Stored items from a collection:
* * * * *
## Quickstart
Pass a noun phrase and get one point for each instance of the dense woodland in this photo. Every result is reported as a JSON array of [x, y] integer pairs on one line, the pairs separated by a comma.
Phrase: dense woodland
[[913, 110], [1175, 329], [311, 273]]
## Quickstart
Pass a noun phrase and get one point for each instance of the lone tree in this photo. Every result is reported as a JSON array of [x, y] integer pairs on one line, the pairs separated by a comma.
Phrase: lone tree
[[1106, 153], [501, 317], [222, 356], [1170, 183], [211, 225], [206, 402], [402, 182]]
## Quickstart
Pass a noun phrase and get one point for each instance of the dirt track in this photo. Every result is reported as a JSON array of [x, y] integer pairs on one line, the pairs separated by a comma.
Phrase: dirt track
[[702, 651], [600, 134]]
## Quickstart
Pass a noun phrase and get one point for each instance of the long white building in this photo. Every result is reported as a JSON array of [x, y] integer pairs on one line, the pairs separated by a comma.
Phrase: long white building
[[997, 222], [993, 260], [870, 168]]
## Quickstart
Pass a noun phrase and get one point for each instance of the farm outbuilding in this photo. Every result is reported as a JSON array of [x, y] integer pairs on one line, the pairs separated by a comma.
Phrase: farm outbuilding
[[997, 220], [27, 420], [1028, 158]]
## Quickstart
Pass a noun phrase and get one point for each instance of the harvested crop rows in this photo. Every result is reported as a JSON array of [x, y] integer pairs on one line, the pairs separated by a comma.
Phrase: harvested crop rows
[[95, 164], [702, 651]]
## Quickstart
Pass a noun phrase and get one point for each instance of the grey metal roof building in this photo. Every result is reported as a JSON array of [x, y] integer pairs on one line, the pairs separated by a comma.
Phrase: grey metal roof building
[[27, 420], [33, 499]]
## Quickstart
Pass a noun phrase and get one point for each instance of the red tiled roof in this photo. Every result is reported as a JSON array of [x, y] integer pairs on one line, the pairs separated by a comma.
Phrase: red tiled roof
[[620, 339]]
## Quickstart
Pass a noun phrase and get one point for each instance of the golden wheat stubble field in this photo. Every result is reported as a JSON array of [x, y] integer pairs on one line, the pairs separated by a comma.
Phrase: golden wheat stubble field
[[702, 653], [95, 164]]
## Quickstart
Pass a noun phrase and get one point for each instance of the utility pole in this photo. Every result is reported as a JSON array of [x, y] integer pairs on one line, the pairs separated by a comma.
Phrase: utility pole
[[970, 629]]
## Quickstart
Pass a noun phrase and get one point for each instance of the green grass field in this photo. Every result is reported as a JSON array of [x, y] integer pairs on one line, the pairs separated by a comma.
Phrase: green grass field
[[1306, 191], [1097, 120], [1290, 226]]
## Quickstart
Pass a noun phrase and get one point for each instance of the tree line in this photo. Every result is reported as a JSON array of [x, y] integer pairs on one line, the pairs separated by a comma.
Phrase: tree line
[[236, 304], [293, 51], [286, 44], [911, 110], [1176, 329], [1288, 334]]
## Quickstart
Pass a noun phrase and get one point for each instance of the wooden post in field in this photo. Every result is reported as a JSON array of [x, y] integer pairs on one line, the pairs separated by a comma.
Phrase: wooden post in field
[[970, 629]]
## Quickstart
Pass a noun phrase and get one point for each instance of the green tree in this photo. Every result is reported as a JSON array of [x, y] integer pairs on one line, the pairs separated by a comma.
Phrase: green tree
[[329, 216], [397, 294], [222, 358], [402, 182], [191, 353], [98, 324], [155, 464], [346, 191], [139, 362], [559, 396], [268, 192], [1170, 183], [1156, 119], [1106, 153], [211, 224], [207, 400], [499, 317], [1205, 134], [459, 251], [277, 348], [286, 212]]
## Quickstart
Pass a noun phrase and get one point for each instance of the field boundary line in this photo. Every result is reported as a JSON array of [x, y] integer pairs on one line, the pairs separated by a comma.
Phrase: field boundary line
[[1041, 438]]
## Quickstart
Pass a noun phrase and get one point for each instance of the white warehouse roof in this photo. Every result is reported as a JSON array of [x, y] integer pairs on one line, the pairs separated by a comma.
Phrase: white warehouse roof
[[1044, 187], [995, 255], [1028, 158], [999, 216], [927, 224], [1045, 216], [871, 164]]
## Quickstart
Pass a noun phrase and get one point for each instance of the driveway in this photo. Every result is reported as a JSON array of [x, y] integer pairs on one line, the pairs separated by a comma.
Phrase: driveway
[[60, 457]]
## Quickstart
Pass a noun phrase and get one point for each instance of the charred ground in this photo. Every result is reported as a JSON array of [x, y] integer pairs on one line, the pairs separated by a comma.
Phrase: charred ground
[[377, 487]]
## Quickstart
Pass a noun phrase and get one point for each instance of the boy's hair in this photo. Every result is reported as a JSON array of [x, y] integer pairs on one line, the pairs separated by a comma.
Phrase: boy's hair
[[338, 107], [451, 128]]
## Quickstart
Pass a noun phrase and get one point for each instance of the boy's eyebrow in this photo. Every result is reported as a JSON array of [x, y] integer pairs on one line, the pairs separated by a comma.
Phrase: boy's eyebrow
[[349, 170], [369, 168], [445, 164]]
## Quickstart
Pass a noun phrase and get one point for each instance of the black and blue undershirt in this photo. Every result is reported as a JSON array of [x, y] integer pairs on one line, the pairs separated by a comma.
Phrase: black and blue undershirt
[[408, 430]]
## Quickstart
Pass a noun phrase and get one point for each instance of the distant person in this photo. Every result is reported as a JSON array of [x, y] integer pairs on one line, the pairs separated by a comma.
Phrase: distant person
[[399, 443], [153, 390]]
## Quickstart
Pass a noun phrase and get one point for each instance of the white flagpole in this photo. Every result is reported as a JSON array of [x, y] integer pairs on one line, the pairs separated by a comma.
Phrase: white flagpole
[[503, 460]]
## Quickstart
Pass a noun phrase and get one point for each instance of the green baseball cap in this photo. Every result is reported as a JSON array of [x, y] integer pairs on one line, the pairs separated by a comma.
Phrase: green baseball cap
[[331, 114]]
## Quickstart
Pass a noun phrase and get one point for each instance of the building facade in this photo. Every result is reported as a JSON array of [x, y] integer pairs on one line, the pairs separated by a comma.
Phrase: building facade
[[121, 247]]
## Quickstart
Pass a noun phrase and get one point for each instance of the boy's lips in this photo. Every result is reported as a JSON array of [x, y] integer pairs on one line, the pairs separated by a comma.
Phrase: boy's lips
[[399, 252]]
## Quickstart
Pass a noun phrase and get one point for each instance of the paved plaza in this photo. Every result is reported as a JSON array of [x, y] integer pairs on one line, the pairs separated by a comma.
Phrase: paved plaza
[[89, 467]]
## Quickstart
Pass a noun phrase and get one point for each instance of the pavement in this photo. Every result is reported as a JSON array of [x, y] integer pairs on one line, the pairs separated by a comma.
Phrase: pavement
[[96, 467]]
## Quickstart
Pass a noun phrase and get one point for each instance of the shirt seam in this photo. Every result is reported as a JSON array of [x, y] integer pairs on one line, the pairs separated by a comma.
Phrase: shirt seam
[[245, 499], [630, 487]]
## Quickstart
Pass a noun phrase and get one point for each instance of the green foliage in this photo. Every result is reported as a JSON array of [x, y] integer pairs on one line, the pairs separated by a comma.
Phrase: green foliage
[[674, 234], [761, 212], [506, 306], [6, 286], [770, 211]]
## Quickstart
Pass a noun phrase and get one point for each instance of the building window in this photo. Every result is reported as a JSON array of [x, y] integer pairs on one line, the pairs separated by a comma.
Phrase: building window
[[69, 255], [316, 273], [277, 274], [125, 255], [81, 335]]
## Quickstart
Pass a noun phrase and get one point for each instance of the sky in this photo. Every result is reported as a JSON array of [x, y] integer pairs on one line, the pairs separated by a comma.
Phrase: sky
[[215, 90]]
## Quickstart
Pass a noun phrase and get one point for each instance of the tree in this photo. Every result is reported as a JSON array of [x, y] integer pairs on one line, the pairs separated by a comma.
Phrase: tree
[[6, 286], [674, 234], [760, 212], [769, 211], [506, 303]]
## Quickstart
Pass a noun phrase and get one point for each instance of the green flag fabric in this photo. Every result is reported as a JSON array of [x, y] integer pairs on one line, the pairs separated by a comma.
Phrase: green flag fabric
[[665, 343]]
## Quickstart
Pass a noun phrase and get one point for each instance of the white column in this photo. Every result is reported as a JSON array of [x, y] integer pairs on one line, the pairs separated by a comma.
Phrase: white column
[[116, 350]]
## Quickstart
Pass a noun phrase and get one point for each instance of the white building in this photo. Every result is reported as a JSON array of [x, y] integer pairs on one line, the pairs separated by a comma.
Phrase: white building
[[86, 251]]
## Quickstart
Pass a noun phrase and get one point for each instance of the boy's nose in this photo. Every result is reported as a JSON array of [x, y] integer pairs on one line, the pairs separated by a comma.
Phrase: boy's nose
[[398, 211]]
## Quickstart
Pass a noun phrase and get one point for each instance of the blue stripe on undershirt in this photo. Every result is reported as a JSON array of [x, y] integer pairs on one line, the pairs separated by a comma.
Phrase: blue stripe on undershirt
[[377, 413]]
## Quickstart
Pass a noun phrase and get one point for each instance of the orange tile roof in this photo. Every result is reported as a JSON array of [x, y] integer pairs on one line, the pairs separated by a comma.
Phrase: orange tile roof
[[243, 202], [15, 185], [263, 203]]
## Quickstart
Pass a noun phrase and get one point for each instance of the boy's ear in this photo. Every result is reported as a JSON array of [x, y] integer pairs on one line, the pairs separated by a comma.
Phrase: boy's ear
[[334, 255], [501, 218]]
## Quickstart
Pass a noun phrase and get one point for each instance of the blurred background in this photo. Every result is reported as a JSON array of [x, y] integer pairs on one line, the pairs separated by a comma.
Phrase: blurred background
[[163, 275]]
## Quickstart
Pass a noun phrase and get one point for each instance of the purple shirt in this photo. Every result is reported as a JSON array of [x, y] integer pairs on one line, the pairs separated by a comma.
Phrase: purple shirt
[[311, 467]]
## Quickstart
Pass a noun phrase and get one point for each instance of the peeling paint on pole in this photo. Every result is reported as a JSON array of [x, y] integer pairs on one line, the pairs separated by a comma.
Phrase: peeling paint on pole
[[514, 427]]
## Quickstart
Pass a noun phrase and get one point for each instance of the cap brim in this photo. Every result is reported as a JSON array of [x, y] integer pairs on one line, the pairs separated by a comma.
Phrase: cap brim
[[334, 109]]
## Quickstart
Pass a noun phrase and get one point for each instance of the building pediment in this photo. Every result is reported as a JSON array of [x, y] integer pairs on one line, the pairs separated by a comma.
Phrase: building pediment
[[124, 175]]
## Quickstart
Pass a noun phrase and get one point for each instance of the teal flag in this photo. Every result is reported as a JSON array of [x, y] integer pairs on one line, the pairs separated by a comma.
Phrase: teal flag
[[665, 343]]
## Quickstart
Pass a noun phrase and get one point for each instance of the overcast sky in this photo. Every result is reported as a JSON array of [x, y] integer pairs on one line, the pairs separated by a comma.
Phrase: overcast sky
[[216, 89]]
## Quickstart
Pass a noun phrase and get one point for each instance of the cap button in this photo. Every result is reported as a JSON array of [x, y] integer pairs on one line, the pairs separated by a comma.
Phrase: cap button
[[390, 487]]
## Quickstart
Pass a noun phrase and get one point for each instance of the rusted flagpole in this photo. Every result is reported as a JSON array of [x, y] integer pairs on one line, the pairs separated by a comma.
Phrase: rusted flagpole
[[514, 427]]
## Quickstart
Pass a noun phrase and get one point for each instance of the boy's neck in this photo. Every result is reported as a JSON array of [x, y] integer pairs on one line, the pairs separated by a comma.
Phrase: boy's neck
* * * * *
■ GIVEN PROBLEM:
Swap "noun phrase" for "short phrase" in the records, from the first line up to and including the line with "[[997, 220], [27, 420], [1028, 158]]", and give only those lines with nothing else changed.

■ RESPONSE BELOW:
## Quickstart
Pass a short phrase and get one point for each instance of the dense woodland in this photo. Every result is reported as a JSON array of [x, y] integer pairs on one line, the pairs separated by a comma.
Phrase: dense woodland
[[913, 110], [1175, 329], [311, 273]]
## Quickstart
Pass a short phrase and get one point for each instance of the lone tree in this photo. Every result is reported as a JSON array of [x, y] integer pairs on one line, the pairs separated by a comma.
Phrase: lone tree
[[1106, 153], [501, 317], [222, 356], [1170, 183], [211, 225], [206, 402], [402, 182]]
## Quickstart
Pass a short phrase and get one point for each instance of the dirt track in this photo. Every result is reported as a JSON array of [x, y] integer pairs on one line, the pairs separated by a comma.
Phrase: dirt track
[[702, 651], [600, 134]]
## Quickstart
Pass a short phrase and get one point for each instance of the long white building in this photo. Every result is reported as a JSON array of [x, y] integer pairs on one line, the pairs separated by a comma.
Phrase: long white building
[[997, 222], [993, 260], [870, 168]]
## Quickstart
Pass a short phrase and get one point for each instance of the farm outbuilding in this photo. Every result is reported as a JSON array of [x, y] integer pairs on one line, the pairs separated by a comma.
Phrase: farm outbuilding
[[997, 220], [27, 420], [1028, 158]]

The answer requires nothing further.